- Extrait du texte:
Fils de Arturo Falcone, directeur du laboratoire Chimique Provincial, et de Luisa Bentivegna, Giovanni a deux grandes sœurs, Anna et Maria. Issu du quartier délabré de La Kalsa à Palerme, le petit Giovanni, fils d’une famille de la bourgeoisie palermitaine, fréquente de futurs criminels comme Tommaso Spadaro et Gerlando Alberti[1].
Carrière
Après de brillantes études de droit à Palerme, il devient magistrat en 1964 et commence sa carrière en tant que magistrat instructeur spécialisé dans les liquidations judiciaires avant de s'orienter vers le pénal[2]. C'est en dépouillant d’obscurs dossiers financiers qu'il découvre le monde du grand banditisme qu'est celui de Cosa nostra et qu'il affine ce qu’on appellera plus tard la « méthode Falcone ». Procureur adjoint au tribunal de Trapani, il est transféré en 1978 à Palerme où il devient juge d'instruction[3].

- Données fournies:
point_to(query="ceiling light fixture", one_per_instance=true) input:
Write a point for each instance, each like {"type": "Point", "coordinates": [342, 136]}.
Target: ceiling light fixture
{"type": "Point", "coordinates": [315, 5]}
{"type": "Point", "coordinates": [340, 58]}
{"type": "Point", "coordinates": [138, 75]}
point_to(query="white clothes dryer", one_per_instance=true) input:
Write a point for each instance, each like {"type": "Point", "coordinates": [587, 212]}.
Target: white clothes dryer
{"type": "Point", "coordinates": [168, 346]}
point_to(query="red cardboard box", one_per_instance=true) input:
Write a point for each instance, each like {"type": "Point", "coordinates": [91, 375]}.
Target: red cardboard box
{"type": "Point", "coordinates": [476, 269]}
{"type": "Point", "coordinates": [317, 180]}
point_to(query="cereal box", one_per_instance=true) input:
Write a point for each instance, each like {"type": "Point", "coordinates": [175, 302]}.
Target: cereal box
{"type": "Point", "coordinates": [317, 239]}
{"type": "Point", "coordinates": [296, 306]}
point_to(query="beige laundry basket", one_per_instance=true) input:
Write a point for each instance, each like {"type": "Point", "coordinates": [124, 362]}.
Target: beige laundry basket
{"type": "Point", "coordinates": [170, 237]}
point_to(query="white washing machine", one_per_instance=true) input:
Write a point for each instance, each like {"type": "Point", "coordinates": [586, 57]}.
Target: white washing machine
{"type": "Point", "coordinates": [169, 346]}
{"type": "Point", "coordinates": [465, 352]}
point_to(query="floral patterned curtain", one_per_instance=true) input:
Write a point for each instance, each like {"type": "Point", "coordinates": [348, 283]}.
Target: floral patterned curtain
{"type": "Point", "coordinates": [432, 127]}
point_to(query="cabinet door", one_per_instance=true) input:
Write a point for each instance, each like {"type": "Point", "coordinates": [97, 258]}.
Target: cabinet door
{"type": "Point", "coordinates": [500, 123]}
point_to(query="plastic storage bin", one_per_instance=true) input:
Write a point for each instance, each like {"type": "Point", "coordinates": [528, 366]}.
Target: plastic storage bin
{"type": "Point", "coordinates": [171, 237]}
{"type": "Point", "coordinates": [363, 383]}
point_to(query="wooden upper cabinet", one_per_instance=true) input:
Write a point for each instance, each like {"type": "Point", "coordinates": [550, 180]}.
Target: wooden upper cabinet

- Consignes:
1. Dans l'extrait sur Giovanni Falcone, recopiez fidèlement le passage qui s'ouvre sur les mots contenant « Fils de Arturo » et s'achève sur « et Gerlando Alberti[1]. ».
2. Présentez sous forme de liste le paragraphe de l'extrait sur Giovanni Falcone qui débute par « Après de brillantes études », en conservant ses faits essentiels.

- Corrigé des exercices:
1.
Fils de Arturo Falcone, directeur du laboratoire Chimique Provincial, et de Luisa Bentivegna, Giovanni a deux grandes sœurs, Anna et Maria. Issu du quartier délabré de La Kalsa à Palerme, le petit Giovanni, fils d’une famille de la bourgeoisie palermitaine, fréquente de futurs criminels comme Tommaso Spadaro et Gerlando Alberti[1].

2.
- Brillantes études de droit à Palerme.
- Devient magistrat en 1964 : d'abord magistrat instructeur spécialisé dans les liquidations judiciaires, puis orientation vers le pénal.
- Découvre le grand banditisme de Cosa nostra en dépouillant d'obscurs dossiers financiers, et affine ainsi ce qu'on appellera la « méthode Falcone ».
- Procureur adjoint au tribunal de Trapani, puis transféré en 1978 à Palerme, où il devient juge d'instruction.